## Перечень заданий
a) Перепишите строки листинга от строки, содержащей «# mark the region of every instance of the lion», до строки, содержащей «[[[317,161],[108,150],[106,566],[318,569]]]», включительно, заменив «brass» на «copper» и сохранив всё прочее без изменений. Изображения в ответ не включайте.
b) Напишите продолжение текста о походе Паскевича, в котором участвовал Пушкин, начиная сразу после его последнего предложения.

## Исходный текст
Три дня простоял Паскевич при реке Инджа-су, оправдывая свою нерешительность глубокомысленными соображениями. Лица, понимавшие дело, сердились на бездействие. Но Пушкин наслаждался свободной и беззаботной лагерною жизнью. Он жил в палатке веселого и гостеприимного Раевского, куда собиралось ежедневно самое разнообразное общество. Здесь имел случай Пушкин видеть представителей различных мусульманских племен Закавказья, служивших под начальством Раевского в так называемых конно-иррегулярных полках. Особенно заинтересовали поэта курды-езиды, обвиняемые мусульманами в поклонении дьяволу. Он довольно верно изложил сущность религиозных воззрений этой еще и до сих пор не вполне разгаданной секты.
Однообразие стоянки на Инджа-су прерывалось военными эпизодами. Пушкин вскользь упоминает о деле 17 июня полковника барона Фридерикса с турками. Это был небольшой отряд Османа-паши, появившийся на фланге нашего следования со стороны Бардуса. Против него был направлен 1-й мусульманский (карабахский) полк под начальством подполковника Ускова, подкрепленный казаками и батальоном эриванского карабинерного полка полковника барона Б. А. Фридерикса. Турки были прогнаны, и сам Осман-паша едва избежал плена.
Наконец, 18 июня Паскевич решился спуститься с Соганлуга к сел. Караургану в тыл позиции Гагки-паши на Милли-дюзе. К вечеру войска остановились для ночлега при р. Хункер-су. На другой день движение продолжалось, и в 10 ч. близ сел. Каинлы разъезды наши столкнулись с передовыми войсками турецкого сераскира Гаджи Магомета Салех-паши, прибывшего накануне к Зивину из Эрзерума. После полудня завязалось дело, кончившееся к ночи полным разгромом турецкой армии. Войска наши гнали турок до сел. Караургана. Здесь пехота остановилась, а кавалерия, предводимая Паскевичем, преследовала бегущих еще 12 верст.

## Листинг
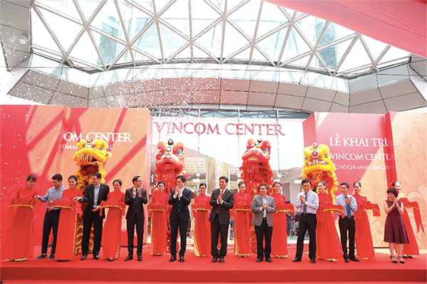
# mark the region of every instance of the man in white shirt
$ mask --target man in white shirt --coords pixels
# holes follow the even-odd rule
[[[302,192],[297,196],[295,207],[300,209],[301,216],[300,217],[300,230],[298,231],[298,238],[297,240],[297,254],[292,260],[294,263],[301,261],[302,251],[304,249],[304,236],[308,230],[310,236],[308,257],[312,263],[316,263],[316,226],[317,219],[316,214],[319,208],[319,197],[317,194],[311,190],[311,182],[308,179],[302,179],[301,182]]]
[[[339,225],[344,261],[348,263],[350,260],[359,262],[360,261],[354,256],[354,235],[356,233],[354,212],[357,211],[357,203],[356,199],[349,194],[349,189],[350,188],[349,184],[343,182],[340,186],[342,194],[335,197],[335,204],[342,205],[344,211],[344,216],[342,213],[338,212],[338,214],[339,214],[338,225]],[[347,231],[349,233],[349,253],[347,253]]]

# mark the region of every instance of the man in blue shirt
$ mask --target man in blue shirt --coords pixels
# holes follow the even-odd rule
[[[360,261],[354,256],[354,234],[356,233],[354,212],[357,211],[357,203],[356,199],[349,194],[349,189],[350,188],[349,184],[343,182],[340,186],[342,194],[335,197],[335,204],[342,205],[344,211],[344,214],[338,212],[338,214],[339,214],[338,224],[339,225],[344,261],[348,263],[349,259],[352,261]],[[347,248],[347,232],[349,233],[348,254]]]
[[[312,263],[316,263],[316,226],[317,219],[316,214],[319,208],[319,196],[317,194],[311,190],[311,183],[308,179],[302,179],[301,182],[303,191],[297,196],[295,207],[300,209],[301,216],[300,218],[300,230],[298,231],[298,238],[297,240],[297,254],[292,260],[294,263],[301,261],[302,251],[304,249],[304,236],[308,230],[310,236],[308,257]]]
[[[46,258],[48,255],[48,242],[49,241],[49,235],[51,234],[51,230],[53,231],[53,243],[52,243],[52,250],[51,251],[51,256],[49,259],[55,259],[55,251],[56,249],[56,234],[58,233],[58,223],[59,223],[59,214],[60,213],[60,208],[56,207],[51,209],[52,201],[54,200],[60,200],[62,198],[62,193],[65,189],[62,185],[63,177],[60,174],[56,174],[52,177],[52,184],[53,187],[51,187],[48,189],[44,196],[36,195],[36,198],[41,200],[42,202],[48,201],[46,206],[46,213],[45,214],[45,218],[43,221],[43,238],[41,241],[41,255],[36,259]]]

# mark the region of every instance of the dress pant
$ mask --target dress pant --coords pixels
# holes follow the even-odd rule
[[[133,256],[133,239],[135,226],[137,227],[137,238],[138,239],[137,245],[137,256],[142,256],[144,219],[139,219],[136,214],[133,219],[127,219],[126,221],[126,226],[127,228],[127,253],[129,256]]]
[[[60,209],[51,210],[46,209],[45,218],[43,221],[43,238],[41,241],[41,253],[46,254],[48,252],[48,243],[49,241],[49,235],[51,229],[53,230],[53,243],[52,243],[51,254],[55,254],[56,251],[56,235],[58,233],[58,223],[59,222],[59,215]]]
[[[316,214],[301,214],[300,218],[300,228],[298,230],[298,238],[297,240],[297,254],[295,258],[301,259],[302,257],[302,251],[304,249],[304,236],[305,231],[308,230],[310,236],[309,254],[310,259],[316,258],[316,225],[317,219]]]
[[[178,227],[179,227],[179,236],[181,238],[181,248],[179,256],[184,257],[186,248],[186,231],[189,226],[189,220],[181,220],[179,213],[176,219],[171,220],[171,256],[176,256],[176,237],[178,236]]]
[[[341,235],[341,246],[342,247],[342,256],[344,259],[354,257],[354,235],[356,233],[356,223],[354,218],[339,217],[338,221],[339,234]],[[349,232],[349,253],[347,254],[347,231]]]
[[[218,253],[218,238],[221,233],[221,249]],[[228,224],[219,223],[218,214],[215,215],[214,221],[211,223],[211,253],[212,256],[223,258],[227,254],[227,236],[228,235]]]
[[[263,219],[263,223],[260,226],[255,226],[255,233],[256,234],[256,253],[258,259],[263,259],[265,256],[265,259],[270,258],[271,253],[271,236],[273,236],[273,226],[269,227],[267,224],[267,219]],[[265,250],[263,248],[263,240],[265,236]]]
[[[89,253],[89,238],[90,229],[93,224],[93,256],[97,256],[101,248],[101,238],[102,238],[102,217],[100,211],[92,212],[90,218],[83,219],[83,238],[82,240],[82,254],[87,256]]]

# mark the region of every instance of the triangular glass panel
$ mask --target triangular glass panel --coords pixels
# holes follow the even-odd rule
[[[275,62],[279,59],[279,55],[283,46],[283,41],[285,41],[288,28],[289,27],[283,28],[257,43],[257,46]]]
[[[41,10],[41,12],[63,50],[67,52],[83,27],[48,11]],[[67,27],[66,32],[64,27]]]
[[[204,1],[191,0],[193,38],[204,31],[219,17],[219,14]]]
[[[108,66],[125,49],[125,46],[97,33],[93,33],[105,65]],[[131,59],[132,61],[132,59]]]
[[[95,37],[96,38],[96,36]],[[100,67],[102,66],[87,31],[83,33],[83,35],[78,40],[69,56]]]
[[[304,41],[298,32],[292,28],[290,34],[286,42],[286,46],[285,46],[281,61],[286,61],[288,59],[293,58],[308,51],[310,51],[310,48],[305,43],[305,41]]]
[[[330,43],[354,33],[356,33],[354,31],[349,30],[342,26],[337,25],[335,23],[330,22],[326,32],[320,41],[319,46],[323,46],[325,44]]]
[[[387,52],[386,53],[386,54],[384,54],[384,56],[382,57],[382,58],[381,58],[381,61],[379,61],[379,64],[384,63],[384,62],[388,62],[388,61],[394,61],[396,59],[398,58],[401,58],[402,57],[405,57],[405,56],[409,56],[410,53],[408,51],[405,51],[402,49],[399,49],[398,48],[391,46],[390,48],[390,49],[389,49],[387,51]],[[407,59],[408,61],[408,59]],[[401,62],[402,61],[399,61],[399,62]],[[391,63],[390,63],[389,65],[391,65]]]
[[[152,13],[154,13],[154,8],[153,6],[153,2],[152,0],[131,0],[132,2],[136,3],[142,8],[145,8],[147,10]]]
[[[288,21],[288,19],[277,6],[264,2],[256,37],[259,38]]]
[[[230,15],[229,19],[249,38],[253,38],[259,10],[260,2],[253,1]]]
[[[253,48],[253,51],[252,53],[252,61],[267,62],[268,60],[265,58],[265,56],[258,51],[258,49]]]
[[[237,50],[249,43],[249,41],[241,35],[233,26],[227,23],[224,36],[224,47],[223,58],[227,58]]]
[[[162,23],[159,25],[160,27],[162,46],[163,46],[163,55],[164,56],[164,58],[167,59],[172,54],[178,51],[184,45],[188,43],[188,41],[182,38],[182,37],[164,25]]]
[[[209,0],[209,2],[212,3],[214,5],[216,6],[223,13],[226,9],[226,0]]]
[[[337,68],[338,63],[341,61],[341,58],[342,58],[342,56],[347,52],[352,41],[350,38],[336,46],[318,51],[317,54],[322,58],[327,68],[333,72]],[[319,62],[319,63],[320,63]]]
[[[345,72],[349,70],[357,69],[359,67],[367,66],[371,64],[368,53],[367,53],[363,45],[358,39],[344,60],[343,63],[337,70],[337,72]]]
[[[154,4],[156,5],[156,10],[157,11],[157,14],[159,14],[162,10],[164,9],[164,7],[169,4],[171,0],[153,0],[154,1]]]
[[[139,37],[134,46],[137,46],[146,53],[157,59],[162,60],[159,34],[155,24],[152,24],[145,33]]]
[[[115,38],[126,41],[117,9],[112,1],[108,1],[104,5],[90,26]]]
[[[300,31],[304,33],[312,46],[315,46],[327,21],[316,17],[307,17],[297,22]]]
[[[101,2],[102,2],[102,0],[77,0],[86,22],[89,21]]]
[[[36,3],[47,6],[48,7],[56,10],[67,16],[75,18],[78,20],[80,20],[80,15],[77,11],[77,9],[75,8],[73,0],[37,0]],[[43,11],[43,10],[41,9],[40,11]]]
[[[43,23],[38,15],[31,11],[31,41],[32,44],[38,46],[60,53],[58,46],[52,38],[49,31]]]
[[[223,22],[214,26],[206,33],[197,39],[200,46],[209,51],[216,57],[221,54],[221,43],[222,41]]]
[[[369,48],[369,51],[371,52],[371,54],[374,57],[374,60],[378,58],[378,57],[381,55],[381,53],[382,53],[382,52],[388,46],[387,43],[381,43],[381,41],[371,38],[369,36],[362,35],[360,35],[360,36],[362,36],[364,39],[365,43],[367,43],[367,46],[368,46],[368,48]]]
[[[116,63],[116,65],[125,63],[132,63],[132,56],[130,56],[130,52],[129,51],[126,51],[126,53],[125,53],[123,56],[120,57],[120,59],[119,59],[119,61]]]
[[[189,38],[190,21],[189,16],[189,1],[177,0],[162,14],[161,19],[187,36]]]

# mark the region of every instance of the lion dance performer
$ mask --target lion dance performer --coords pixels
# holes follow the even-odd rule
[[[242,171],[241,178],[246,184],[246,193],[251,197],[257,195],[260,185],[268,186],[268,194],[273,192],[273,170],[270,166],[270,152],[271,144],[268,141],[258,139],[254,142],[252,139],[246,142],[246,151],[242,156],[243,162],[239,168]],[[256,252],[256,236],[255,226],[251,226],[251,250]]]
[[[74,174],[78,180],[77,188],[84,194],[86,186],[92,182],[92,174],[99,172],[101,174],[101,183],[105,183],[106,173],[104,170],[104,163],[107,158],[111,157],[111,153],[107,151],[107,144],[104,140],[93,141],[82,139],[76,144],[79,150],[73,155],[73,160],[78,166]],[[85,210],[85,204],[82,206],[82,211]],[[75,253],[82,247],[82,238],[83,236],[83,220],[78,221],[78,228],[75,240]],[[90,231],[89,251],[92,252],[93,248],[93,228]]]
[[[160,141],[157,143],[159,152],[156,155],[156,169],[154,169],[154,179],[157,182],[164,183],[164,193],[168,196],[176,186],[176,177],[183,175],[186,179],[189,178],[189,173],[185,169],[184,145],[181,142],[175,144],[173,140],[169,139],[167,144]],[[156,186],[152,191],[152,196],[159,193]],[[167,248],[170,249],[171,226],[169,214],[171,207],[168,205],[167,209]]]
[[[314,142],[311,146],[304,148],[304,166],[301,177],[303,179],[311,181],[312,189],[317,189],[319,182],[326,182],[327,193],[331,194],[333,200],[335,199],[334,192],[338,185],[336,169],[327,145]],[[319,193],[317,190],[316,192]]]

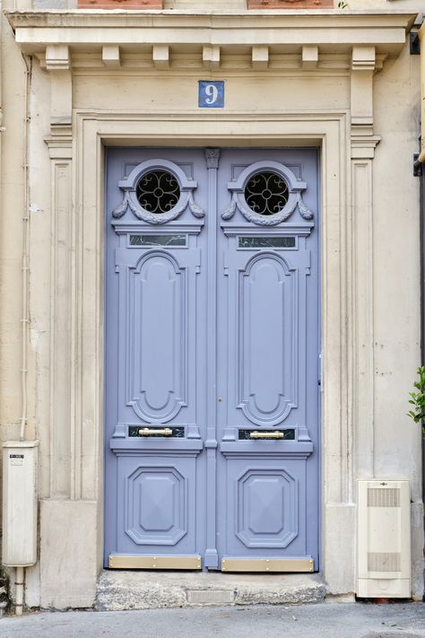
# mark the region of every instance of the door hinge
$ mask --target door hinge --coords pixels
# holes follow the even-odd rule
[[[422,162],[419,161],[419,153],[413,153],[413,177],[422,177]]]
[[[323,392],[323,351],[319,354],[319,370],[318,370],[317,385],[320,388],[320,391]]]

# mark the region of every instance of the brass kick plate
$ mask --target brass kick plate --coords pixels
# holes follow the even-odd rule
[[[312,558],[223,558],[221,572],[314,572]]]
[[[201,556],[132,556],[110,554],[109,569],[201,569]]]

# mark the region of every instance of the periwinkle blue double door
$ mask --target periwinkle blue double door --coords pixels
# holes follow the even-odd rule
[[[317,161],[108,150],[106,566],[318,569]]]

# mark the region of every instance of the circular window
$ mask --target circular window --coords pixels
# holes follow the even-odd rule
[[[284,208],[289,190],[286,181],[271,171],[256,173],[244,190],[245,201],[257,214],[275,214]]]
[[[169,213],[180,198],[178,182],[168,170],[151,170],[139,179],[137,201],[149,213]]]

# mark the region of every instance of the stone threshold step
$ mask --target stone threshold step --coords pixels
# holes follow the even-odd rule
[[[317,573],[223,574],[204,572],[104,570],[98,580],[100,611],[204,605],[293,605],[325,599]]]

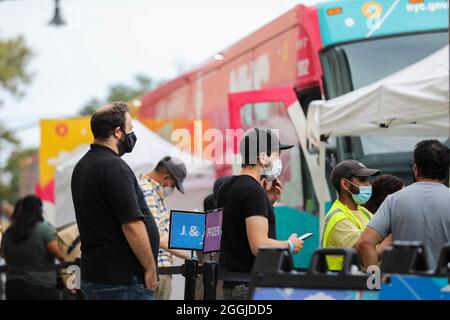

## Ответы к упражнению
a)
# mark the region of every instance of the lion dance performer
$ mask --target lion dance performer --coords pixels
# holes follow the even-odd rule
[[[242,171],[241,178],[246,184],[246,193],[251,197],[257,195],[260,185],[268,186],[268,194],[273,192],[273,170],[270,166],[270,152],[271,144],[268,141],[258,139],[254,142],[252,139],[246,142],[246,151],[242,156],[243,162],[239,168]],[[256,252],[256,236],[255,226],[251,226],[251,250]]]
[[[74,174],[78,180],[77,188],[84,194],[86,186],[92,182],[92,174],[99,172],[101,174],[101,183],[105,183],[106,173],[104,170],[104,163],[107,158],[111,157],[111,153],[107,151],[107,144],[104,140],[93,141],[82,139],[76,144],[79,150],[73,155],[73,160],[78,166]],[[85,210],[85,204],[82,206],[82,211]],[[75,253],[82,247],[82,238],[83,236],[83,220],[78,221],[78,228],[75,240]],[[90,231],[89,251],[92,252],[93,248],[93,228]]]
[[[160,141],[157,143],[159,152],[156,155],[156,169],[154,169],[154,179],[157,182],[164,183],[164,193],[168,196],[176,186],[176,177],[183,175],[186,179],[189,178],[189,173],[185,169],[184,145],[181,142],[175,144],[173,140],[169,139],[167,144]],[[156,186],[152,191],[152,196],[159,193]],[[167,248],[170,249],[171,226],[169,214],[171,207],[168,205],[167,209]]]
[[[314,142],[311,146],[304,148],[304,166],[301,177],[303,179],[311,181],[312,189],[317,189],[319,182],[326,182],[327,193],[331,194],[333,200],[335,199],[334,192],[338,185],[336,169],[327,145]],[[319,193],[317,190],[316,192]]]

# mark the region of every instance of the door hinge
$ mask --target door hinge --coords pixels
# holes follow the even-odd rule
[[[422,162],[419,161],[419,153],[413,153],[413,177],[422,177]]]
[[[323,392],[323,351],[319,354],[319,370],[318,370],[317,385],[320,388],[320,391]]]

# mark the region of every instance of the copper kick plate
$ mask --target copper kick plate --coords pixels
# holes follow the even-odd rule
[[[312,558],[223,558],[221,572],[314,572]]]
[[[201,556],[132,556],[110,554],[109,569],[201,569]]]

# mark the region of every instance of the periwinkle blue double door
$ mask --target periwinkle blue double door --coords pixels
# holes follow the even-odd rule
[[[317,161],[108,150],[106,566],[318,569]]]

b)
Где находился наш поэт во время боя и 40-верстного марша? Он рассказывает, что после ухода полков к назначенным им местам, остался один и направил своего коня наудачу. Сначала попал он к ген.-м. Бурцову, занимавшему левый фланг нашего боевого расположения; потом пробрался к ген.-м. Муравьеву на правый фланг и, наконец, примкнул к штабу Паскевича. В своем дневнике, рассказывая о виденных им отдельных эпизодах боя при Каинлы, Пушкин называет Бурцова и Муравьева. Действительно, эти два генерала вынесли на себе всю тяжесть сражения, особенно ген.-м. Бурцов, устоявший с херсонскими батальонами против бешеной атаки 10 тысяч турецкой кавалерии.
К вечеру, когда было получено достоверное известие о бегстве сераскира к Эрзеруму, Паскевич возобновил преследование со всей кавалерией. Пушкин принял участие в этом набеге. Не турецкие пули и сабли были опасны в этой бешеной скачке, а возможность упасть с усталым конем и быть затоптанным своими же. Наступившая ночь остановила Паскевича на биваке. Сюда собрались все кавалерийские начальники, принимавшее участие в преследовании турок.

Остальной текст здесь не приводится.